Records provided »

--

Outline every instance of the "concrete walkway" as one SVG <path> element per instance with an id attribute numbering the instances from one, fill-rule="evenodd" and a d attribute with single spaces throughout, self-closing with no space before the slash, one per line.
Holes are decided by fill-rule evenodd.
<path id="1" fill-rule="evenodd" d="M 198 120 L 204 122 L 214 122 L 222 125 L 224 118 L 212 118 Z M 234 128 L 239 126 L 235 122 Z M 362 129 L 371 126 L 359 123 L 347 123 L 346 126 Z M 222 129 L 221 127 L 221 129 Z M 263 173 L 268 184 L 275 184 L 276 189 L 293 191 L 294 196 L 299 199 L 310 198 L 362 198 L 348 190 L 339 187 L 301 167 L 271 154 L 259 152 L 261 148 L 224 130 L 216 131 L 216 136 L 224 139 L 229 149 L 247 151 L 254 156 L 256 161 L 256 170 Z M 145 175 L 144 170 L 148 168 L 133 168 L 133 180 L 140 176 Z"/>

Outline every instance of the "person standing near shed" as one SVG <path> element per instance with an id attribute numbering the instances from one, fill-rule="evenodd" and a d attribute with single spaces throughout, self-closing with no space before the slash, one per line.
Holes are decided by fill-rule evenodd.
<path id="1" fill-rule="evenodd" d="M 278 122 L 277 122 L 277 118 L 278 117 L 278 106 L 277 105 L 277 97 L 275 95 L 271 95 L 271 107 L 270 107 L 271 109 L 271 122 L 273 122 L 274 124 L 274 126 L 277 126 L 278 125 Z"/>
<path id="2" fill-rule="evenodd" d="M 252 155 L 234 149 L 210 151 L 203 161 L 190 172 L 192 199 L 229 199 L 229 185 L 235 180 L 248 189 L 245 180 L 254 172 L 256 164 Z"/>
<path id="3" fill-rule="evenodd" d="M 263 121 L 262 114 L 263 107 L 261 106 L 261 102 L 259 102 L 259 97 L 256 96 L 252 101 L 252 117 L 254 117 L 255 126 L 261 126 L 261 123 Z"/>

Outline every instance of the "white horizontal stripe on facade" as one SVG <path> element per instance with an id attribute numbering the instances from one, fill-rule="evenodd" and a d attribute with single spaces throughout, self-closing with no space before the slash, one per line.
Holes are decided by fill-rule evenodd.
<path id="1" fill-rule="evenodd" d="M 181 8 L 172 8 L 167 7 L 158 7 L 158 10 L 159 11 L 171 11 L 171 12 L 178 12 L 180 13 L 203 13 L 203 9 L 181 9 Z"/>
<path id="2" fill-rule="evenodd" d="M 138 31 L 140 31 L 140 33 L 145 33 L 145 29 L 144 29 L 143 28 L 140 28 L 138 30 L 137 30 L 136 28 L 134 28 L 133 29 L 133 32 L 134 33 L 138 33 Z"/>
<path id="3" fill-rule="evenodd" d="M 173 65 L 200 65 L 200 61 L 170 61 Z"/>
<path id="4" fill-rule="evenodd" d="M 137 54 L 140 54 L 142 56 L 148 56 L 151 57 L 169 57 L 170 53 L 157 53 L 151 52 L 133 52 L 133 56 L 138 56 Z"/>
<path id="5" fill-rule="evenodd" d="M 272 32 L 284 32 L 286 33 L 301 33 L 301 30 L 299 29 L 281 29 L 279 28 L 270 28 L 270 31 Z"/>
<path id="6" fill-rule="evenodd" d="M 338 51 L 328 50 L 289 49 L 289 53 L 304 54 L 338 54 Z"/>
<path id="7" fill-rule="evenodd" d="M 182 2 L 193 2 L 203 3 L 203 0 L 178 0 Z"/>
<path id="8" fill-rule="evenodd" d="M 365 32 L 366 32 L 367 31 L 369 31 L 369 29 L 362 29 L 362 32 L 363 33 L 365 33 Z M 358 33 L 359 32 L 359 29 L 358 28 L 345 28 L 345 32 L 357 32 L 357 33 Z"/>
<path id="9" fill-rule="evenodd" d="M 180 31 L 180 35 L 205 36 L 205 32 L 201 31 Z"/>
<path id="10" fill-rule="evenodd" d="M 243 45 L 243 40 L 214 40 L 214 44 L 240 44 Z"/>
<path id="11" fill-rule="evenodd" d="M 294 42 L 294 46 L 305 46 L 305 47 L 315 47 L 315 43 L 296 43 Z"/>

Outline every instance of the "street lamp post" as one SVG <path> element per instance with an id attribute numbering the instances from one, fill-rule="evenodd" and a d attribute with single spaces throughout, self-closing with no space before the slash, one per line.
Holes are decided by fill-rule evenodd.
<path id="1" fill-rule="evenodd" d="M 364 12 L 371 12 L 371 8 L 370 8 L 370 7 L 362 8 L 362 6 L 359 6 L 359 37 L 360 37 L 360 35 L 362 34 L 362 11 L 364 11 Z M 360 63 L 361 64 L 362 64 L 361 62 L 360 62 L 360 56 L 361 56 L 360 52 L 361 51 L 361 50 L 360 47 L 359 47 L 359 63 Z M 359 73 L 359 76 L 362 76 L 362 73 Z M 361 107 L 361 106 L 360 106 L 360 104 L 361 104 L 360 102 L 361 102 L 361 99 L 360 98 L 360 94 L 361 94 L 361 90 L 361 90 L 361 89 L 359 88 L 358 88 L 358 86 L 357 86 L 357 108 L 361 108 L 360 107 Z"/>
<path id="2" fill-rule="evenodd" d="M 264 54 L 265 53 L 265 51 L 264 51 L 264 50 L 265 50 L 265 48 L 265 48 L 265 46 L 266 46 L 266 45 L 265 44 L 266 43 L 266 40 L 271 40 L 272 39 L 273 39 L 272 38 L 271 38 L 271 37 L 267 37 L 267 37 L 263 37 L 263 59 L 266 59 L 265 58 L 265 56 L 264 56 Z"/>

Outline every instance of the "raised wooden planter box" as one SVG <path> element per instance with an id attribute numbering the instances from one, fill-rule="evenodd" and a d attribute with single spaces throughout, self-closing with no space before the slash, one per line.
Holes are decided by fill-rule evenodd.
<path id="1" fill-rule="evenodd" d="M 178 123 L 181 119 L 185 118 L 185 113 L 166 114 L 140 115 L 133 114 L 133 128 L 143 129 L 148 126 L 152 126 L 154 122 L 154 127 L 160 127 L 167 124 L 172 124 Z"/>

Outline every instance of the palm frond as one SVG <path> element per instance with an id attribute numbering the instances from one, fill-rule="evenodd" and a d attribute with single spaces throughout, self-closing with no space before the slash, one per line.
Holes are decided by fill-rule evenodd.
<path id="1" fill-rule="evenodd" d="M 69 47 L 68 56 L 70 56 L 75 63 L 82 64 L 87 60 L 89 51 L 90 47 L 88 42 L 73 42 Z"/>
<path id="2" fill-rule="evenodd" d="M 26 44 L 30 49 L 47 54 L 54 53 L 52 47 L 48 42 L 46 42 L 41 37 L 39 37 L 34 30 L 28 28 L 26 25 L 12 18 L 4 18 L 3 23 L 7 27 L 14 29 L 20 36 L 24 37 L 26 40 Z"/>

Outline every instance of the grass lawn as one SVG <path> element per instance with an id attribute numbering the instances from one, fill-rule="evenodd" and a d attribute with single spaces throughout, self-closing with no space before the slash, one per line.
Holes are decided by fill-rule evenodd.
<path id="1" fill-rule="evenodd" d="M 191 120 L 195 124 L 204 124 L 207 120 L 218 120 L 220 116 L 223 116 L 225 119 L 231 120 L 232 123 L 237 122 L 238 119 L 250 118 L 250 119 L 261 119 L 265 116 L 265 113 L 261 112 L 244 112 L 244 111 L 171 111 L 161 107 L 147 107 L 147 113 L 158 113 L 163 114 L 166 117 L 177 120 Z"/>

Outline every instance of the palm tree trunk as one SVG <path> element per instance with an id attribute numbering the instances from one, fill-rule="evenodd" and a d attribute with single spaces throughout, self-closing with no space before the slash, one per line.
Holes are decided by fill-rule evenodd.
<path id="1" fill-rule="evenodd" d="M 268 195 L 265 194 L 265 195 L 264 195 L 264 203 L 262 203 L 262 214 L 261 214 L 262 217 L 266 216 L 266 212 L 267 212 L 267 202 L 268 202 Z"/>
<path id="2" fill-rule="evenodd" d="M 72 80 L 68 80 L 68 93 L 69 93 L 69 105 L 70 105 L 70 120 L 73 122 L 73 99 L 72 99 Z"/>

--

What to work on » Please rewrite the rows from the start through the line that contains "263 121 L 262", replacing "concrete walkway" with "paved sidewalk" and leaving everything else unchanged.

Result »
Outline every instance of the "paved sidewalk" as one SVG <path> element per instance with an id attribute numbering the instances from one, fill-rule="evenodd" and a d attribute with single spaces throughout, self-closing with no space before the slash, one per line.
Holes are decided by fill-rule evenodd.
<path id="1" fill-rule="evenodd" d="M 198 120 L 204 122 L 214 122 L 222 125 L 224 118 L 212 118 Z M 234 128 L 239 126 L 235 122 Z M 362 129 L 371 126 L 359 123 L 347 123 L 346 126 Z M 222 129 L 221 127 L 221 129 Z M 263 173 L 268 184 L 275 184 L 276 189 L 293 191 L 294 196 L 299 199 L 310 198 L 362 198 L 348 190 L 339 187 L 301 167 L 271 154 L 259 152 L 261 148 L 224 130 L 216 131 L 216 136 L 224 139 L 229 149 L 247 151 L 254 156 L 256 161 L 256 170 Z M 145 175 L 144 170 L 148 168 L 133 168 L 133 180 L 140 176 Z"/>

Outline every instance of the "person standing near shed" as one SVG <path> element per instance with an id attribute numbering the instances from one, fill-rule="evenodd" and a d attribute with single spaces throughout, self-closing with no space before the slash, one per line.
Holes are decided by fill-rule evenodd.
<path id="1" fill-rule="evenodd" d="M 278 122 L 277 122 L 277 118 L 278 117 L 278 106 L 277 105 L 277 97 L 275 95 L 271 95 L 271 107 L 270 107 L 271 109 L 271 122 L 273 122 L 274 124 L 274 126 L 277 126 L 278 125 Z"/>
<path id="2" fill-rule="evenodd" d="M 252 155 L 234 149 L 210 151 L 203 161 L 190 172 L 192 199 L 229 199 L 229 185 L 235 180 L 248 189 L 245 180 L 254 172 L 256 164 Z"/>
<path id="3" fill-rule="evenodd" d="M 263 121 L 262 114 L 263 107 L 261 106 L 261 102 L 259 102 L 259 97 L 256 96 L 252 101 L 252 117 L 254 117 L 255 126 L 261 126 L 261 123 Z"/>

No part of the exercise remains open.